Problem to solve -
List every line in the entries below that contains the string "then".
──────────
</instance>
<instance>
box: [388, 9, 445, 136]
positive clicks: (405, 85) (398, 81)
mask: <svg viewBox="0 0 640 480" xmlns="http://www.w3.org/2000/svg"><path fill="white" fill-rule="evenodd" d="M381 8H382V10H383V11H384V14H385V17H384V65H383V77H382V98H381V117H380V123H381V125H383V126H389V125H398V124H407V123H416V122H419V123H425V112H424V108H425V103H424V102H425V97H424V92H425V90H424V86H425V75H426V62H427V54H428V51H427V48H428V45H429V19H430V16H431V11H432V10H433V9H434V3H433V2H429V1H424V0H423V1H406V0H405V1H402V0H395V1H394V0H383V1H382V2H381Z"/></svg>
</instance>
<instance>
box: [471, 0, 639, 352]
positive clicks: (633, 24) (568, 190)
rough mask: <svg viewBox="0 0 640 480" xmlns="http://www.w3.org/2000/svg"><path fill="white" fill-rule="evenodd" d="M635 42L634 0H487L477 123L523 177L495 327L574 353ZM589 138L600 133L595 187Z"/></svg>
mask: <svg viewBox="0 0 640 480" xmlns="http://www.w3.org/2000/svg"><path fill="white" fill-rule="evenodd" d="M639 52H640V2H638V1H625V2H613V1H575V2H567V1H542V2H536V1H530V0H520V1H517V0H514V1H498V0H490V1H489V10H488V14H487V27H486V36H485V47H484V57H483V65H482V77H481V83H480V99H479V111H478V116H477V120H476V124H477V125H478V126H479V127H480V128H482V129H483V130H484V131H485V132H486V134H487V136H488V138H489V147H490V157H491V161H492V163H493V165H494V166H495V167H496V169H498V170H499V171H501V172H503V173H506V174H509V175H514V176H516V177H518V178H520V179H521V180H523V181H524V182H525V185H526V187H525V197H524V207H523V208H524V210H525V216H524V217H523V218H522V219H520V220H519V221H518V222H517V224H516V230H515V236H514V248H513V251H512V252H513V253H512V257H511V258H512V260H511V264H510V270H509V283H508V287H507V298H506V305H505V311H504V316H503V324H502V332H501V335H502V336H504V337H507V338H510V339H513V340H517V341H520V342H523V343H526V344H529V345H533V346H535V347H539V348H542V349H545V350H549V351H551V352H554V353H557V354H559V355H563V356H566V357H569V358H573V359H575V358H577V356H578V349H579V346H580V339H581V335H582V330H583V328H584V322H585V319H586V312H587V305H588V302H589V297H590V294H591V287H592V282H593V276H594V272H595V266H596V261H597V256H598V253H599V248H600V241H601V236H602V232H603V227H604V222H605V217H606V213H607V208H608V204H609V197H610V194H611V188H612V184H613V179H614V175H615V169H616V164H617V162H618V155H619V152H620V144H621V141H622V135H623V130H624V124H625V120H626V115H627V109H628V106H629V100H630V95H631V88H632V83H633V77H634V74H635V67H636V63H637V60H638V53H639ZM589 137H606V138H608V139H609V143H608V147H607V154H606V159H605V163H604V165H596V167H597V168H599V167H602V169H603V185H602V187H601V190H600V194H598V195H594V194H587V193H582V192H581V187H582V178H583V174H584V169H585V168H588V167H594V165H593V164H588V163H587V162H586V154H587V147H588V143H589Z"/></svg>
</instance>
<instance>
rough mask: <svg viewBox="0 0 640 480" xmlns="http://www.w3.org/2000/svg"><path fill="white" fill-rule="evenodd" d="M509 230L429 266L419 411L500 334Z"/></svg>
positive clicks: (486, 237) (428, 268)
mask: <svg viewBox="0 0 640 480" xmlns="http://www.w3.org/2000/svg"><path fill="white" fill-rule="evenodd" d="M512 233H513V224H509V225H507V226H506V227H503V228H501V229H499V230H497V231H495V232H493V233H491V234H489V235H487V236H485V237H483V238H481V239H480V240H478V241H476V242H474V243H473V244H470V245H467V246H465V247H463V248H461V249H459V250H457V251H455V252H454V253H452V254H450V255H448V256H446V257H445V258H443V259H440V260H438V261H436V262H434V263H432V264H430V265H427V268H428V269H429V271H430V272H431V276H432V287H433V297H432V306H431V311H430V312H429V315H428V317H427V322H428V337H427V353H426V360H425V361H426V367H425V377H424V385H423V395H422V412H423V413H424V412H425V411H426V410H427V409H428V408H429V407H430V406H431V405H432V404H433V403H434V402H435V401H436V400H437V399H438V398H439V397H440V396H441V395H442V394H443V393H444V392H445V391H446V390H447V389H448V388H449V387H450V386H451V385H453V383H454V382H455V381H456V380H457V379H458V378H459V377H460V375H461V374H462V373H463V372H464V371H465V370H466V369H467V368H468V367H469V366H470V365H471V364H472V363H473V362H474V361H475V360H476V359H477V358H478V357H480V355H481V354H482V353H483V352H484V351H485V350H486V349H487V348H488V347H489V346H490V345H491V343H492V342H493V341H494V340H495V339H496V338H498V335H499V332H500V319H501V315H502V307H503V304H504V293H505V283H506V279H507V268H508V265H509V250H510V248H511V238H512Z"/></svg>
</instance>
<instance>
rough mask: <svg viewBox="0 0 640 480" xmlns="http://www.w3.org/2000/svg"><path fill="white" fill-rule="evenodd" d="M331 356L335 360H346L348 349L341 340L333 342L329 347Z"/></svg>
──────────
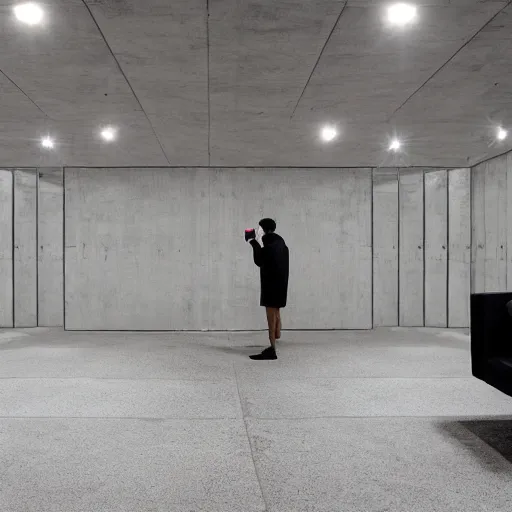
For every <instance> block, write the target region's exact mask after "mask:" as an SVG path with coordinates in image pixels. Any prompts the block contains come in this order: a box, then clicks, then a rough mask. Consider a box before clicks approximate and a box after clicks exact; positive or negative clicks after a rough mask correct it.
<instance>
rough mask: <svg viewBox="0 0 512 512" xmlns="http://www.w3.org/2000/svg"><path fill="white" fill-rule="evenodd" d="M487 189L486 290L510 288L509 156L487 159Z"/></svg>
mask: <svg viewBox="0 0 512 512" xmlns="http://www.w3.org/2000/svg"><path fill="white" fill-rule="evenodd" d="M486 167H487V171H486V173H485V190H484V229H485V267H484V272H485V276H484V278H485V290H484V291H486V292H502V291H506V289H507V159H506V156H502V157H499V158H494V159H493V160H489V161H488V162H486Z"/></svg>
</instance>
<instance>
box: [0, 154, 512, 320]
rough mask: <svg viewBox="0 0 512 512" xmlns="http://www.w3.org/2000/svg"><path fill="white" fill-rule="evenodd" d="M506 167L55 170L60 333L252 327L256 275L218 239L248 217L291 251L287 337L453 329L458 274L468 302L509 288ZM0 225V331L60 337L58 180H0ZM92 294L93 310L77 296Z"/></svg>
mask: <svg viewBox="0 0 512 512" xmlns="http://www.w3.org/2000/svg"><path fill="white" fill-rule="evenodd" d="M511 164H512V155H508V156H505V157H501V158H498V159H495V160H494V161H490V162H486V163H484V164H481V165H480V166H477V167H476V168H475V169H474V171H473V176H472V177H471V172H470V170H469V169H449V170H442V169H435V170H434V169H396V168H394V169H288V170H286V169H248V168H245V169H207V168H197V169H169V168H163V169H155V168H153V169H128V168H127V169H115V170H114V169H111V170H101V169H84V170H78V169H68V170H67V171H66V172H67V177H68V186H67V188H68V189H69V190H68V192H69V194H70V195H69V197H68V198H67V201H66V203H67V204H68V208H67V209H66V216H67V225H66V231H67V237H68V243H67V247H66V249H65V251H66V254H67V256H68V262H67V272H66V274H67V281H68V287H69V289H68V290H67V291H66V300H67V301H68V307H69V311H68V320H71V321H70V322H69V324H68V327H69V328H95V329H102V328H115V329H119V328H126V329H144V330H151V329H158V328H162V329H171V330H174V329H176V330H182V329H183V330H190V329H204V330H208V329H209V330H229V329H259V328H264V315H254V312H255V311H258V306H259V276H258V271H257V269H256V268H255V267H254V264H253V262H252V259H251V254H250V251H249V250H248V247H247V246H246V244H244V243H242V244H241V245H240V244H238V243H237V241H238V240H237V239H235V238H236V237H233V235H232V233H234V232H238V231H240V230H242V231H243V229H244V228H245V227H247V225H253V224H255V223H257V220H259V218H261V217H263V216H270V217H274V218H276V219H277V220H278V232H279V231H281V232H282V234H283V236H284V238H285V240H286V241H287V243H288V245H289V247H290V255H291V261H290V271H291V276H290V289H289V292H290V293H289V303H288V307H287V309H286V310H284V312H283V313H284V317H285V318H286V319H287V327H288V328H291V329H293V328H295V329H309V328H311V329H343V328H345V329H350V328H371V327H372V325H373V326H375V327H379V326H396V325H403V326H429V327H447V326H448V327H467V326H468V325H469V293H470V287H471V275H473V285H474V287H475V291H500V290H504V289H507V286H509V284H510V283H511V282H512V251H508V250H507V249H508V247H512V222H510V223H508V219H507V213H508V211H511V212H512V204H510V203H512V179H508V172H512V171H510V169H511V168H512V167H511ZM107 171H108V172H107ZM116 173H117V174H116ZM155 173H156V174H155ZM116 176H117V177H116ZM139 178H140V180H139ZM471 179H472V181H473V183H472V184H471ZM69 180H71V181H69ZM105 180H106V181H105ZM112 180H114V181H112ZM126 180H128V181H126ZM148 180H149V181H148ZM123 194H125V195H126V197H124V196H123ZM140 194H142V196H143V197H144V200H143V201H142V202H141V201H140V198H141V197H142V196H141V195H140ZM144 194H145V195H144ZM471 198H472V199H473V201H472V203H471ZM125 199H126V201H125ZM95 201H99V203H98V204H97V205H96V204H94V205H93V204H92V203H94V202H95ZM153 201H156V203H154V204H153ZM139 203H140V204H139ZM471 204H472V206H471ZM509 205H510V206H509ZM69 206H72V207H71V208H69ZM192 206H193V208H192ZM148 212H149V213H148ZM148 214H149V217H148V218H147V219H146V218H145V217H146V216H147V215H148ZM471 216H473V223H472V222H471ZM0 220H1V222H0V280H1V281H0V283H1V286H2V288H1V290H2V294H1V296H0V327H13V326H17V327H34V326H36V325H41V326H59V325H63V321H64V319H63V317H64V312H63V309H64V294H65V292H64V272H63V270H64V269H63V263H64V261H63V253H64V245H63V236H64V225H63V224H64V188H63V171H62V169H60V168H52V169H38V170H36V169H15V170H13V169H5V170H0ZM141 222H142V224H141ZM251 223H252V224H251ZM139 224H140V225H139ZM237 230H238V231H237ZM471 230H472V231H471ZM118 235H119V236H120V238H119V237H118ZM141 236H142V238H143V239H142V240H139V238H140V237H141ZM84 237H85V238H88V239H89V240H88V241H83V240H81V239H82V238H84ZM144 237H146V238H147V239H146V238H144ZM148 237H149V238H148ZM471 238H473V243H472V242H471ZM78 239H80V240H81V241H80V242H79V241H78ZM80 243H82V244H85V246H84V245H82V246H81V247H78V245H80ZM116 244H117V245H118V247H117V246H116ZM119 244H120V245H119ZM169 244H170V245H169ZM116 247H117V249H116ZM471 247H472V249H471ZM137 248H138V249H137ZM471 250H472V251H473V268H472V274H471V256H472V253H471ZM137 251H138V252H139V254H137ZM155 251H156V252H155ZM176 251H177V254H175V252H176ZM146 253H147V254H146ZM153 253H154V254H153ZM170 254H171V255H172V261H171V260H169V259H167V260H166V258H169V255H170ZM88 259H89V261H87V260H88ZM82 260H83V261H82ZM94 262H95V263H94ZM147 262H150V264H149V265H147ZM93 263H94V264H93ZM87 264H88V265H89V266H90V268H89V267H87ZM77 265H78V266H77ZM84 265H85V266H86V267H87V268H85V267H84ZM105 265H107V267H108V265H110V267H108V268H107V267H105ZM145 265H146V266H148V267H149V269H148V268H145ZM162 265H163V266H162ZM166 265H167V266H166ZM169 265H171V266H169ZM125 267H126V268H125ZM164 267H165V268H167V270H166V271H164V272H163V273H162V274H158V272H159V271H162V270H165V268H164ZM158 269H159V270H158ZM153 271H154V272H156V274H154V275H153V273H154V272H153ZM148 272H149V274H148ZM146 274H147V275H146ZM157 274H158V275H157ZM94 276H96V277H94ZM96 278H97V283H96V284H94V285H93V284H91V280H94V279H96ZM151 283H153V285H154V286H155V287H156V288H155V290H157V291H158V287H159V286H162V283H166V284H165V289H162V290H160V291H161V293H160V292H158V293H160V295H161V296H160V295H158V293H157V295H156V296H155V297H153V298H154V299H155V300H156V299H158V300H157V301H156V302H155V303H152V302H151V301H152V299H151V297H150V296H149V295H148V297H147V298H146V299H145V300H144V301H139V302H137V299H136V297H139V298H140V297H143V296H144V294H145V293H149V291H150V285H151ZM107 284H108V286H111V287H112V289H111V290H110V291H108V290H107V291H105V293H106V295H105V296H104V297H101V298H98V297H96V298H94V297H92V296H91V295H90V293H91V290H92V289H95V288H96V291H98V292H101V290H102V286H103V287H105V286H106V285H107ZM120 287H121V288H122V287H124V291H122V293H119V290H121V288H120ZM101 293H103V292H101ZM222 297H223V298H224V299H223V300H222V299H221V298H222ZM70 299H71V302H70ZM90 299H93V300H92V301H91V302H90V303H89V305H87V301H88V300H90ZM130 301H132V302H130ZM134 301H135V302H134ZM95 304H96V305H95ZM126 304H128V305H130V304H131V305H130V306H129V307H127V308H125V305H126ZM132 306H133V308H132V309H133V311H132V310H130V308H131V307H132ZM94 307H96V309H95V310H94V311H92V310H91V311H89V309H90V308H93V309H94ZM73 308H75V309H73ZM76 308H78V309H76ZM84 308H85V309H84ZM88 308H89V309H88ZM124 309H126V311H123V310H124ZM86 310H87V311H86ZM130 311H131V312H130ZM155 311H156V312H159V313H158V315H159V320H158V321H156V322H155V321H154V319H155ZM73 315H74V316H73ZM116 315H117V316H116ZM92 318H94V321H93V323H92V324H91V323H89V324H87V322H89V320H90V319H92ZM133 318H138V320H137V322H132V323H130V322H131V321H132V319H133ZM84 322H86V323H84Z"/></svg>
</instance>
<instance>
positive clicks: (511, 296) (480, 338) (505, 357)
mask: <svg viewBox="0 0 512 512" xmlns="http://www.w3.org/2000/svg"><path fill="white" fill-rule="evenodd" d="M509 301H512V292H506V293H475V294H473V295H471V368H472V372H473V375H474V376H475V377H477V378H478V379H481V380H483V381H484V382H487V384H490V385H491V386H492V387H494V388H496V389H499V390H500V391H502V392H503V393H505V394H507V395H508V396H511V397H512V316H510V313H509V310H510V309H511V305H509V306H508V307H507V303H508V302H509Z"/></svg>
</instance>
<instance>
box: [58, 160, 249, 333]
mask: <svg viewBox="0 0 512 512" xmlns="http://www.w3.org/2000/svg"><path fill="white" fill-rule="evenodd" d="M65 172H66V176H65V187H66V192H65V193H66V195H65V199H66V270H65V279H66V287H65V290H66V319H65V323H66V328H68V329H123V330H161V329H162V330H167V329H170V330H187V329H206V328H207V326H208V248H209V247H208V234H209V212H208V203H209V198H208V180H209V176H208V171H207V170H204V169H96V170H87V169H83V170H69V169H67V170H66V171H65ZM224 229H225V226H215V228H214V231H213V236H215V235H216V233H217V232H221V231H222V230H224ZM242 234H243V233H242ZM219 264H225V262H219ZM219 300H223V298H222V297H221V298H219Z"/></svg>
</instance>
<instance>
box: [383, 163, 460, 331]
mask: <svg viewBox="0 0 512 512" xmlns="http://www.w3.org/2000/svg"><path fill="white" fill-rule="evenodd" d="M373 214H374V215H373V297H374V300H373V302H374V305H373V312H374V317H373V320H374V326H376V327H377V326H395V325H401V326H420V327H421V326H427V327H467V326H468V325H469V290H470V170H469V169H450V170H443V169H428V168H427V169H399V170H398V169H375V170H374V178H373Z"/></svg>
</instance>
──────────
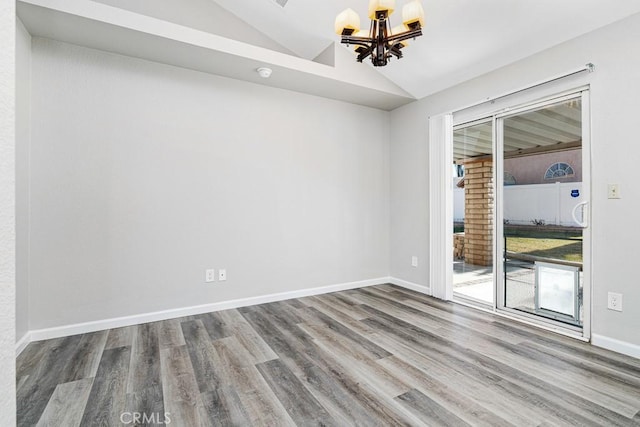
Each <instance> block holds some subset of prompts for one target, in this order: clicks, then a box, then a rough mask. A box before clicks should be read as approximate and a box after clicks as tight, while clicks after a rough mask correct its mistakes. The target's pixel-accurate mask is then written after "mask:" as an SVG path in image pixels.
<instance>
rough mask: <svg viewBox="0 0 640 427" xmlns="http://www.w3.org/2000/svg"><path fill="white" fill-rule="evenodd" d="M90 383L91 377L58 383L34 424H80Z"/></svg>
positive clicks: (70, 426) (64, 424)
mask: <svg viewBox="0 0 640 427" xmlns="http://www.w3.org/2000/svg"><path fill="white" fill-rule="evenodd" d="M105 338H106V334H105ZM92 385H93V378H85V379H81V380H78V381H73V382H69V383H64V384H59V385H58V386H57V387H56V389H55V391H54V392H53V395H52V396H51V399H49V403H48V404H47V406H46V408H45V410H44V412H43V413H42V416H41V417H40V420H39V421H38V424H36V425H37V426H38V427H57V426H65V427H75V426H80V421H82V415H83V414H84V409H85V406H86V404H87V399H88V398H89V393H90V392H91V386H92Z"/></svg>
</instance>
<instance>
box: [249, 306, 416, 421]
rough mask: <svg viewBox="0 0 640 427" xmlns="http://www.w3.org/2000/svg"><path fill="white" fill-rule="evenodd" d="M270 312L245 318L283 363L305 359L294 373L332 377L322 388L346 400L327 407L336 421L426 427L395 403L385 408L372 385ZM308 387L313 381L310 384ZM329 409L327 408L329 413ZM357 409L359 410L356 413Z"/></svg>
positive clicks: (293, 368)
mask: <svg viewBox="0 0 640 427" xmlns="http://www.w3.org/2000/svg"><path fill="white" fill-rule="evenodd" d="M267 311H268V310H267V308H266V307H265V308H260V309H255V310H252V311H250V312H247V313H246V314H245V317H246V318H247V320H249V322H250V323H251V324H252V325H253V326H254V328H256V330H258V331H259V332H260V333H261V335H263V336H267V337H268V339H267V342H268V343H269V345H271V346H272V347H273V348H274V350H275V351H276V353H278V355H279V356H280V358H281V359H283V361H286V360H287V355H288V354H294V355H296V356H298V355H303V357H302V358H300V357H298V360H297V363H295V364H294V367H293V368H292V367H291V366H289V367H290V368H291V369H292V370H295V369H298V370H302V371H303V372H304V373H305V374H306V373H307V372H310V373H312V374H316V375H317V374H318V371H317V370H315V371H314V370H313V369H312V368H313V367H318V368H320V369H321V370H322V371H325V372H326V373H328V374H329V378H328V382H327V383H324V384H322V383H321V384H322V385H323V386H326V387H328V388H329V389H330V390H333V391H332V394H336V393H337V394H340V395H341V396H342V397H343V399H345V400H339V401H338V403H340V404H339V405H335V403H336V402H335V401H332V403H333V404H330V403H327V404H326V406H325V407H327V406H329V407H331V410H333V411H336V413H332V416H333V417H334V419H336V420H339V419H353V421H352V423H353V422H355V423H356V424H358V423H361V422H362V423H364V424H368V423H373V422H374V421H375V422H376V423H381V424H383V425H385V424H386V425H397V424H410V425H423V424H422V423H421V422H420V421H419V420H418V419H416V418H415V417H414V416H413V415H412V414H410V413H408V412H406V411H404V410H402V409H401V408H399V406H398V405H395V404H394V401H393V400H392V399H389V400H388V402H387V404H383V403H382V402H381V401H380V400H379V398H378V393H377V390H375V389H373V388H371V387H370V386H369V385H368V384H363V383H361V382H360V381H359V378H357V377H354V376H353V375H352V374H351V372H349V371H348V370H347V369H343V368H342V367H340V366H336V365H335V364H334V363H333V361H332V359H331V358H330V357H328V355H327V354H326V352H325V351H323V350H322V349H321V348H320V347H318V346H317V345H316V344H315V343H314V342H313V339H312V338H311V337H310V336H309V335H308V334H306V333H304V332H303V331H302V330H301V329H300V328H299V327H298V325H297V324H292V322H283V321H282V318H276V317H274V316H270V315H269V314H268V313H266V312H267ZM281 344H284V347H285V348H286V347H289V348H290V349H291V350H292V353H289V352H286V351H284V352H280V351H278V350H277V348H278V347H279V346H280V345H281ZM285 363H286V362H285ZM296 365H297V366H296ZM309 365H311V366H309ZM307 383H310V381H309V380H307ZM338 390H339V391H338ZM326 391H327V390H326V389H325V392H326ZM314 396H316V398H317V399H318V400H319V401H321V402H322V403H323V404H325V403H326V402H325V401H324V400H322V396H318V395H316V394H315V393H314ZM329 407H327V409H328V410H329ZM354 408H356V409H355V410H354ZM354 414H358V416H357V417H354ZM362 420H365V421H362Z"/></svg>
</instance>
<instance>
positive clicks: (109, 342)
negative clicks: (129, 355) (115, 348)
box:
──────────
Problem solution -
For every <instance> block, write the target region's exact mask after "mask:" as an SVG path with coordinates in image pixels. Any prompts the block contains come in this order: a box, then clicks, then a rough mask. Consider a box before clicks approximate and a box after clicks exact; positive or negative clicks after a rough mask correct it.
Each <instance> block holds some subset of prompts for one target, in this order: clicks, then a box, then a rough mask. A box before clicks should be read as approximate and a box after clicks as tight, while clicks after a rough mask correct its mistakes. The target's pixel-accurate mask is then written after "mask:" as an SVG path in image pixels.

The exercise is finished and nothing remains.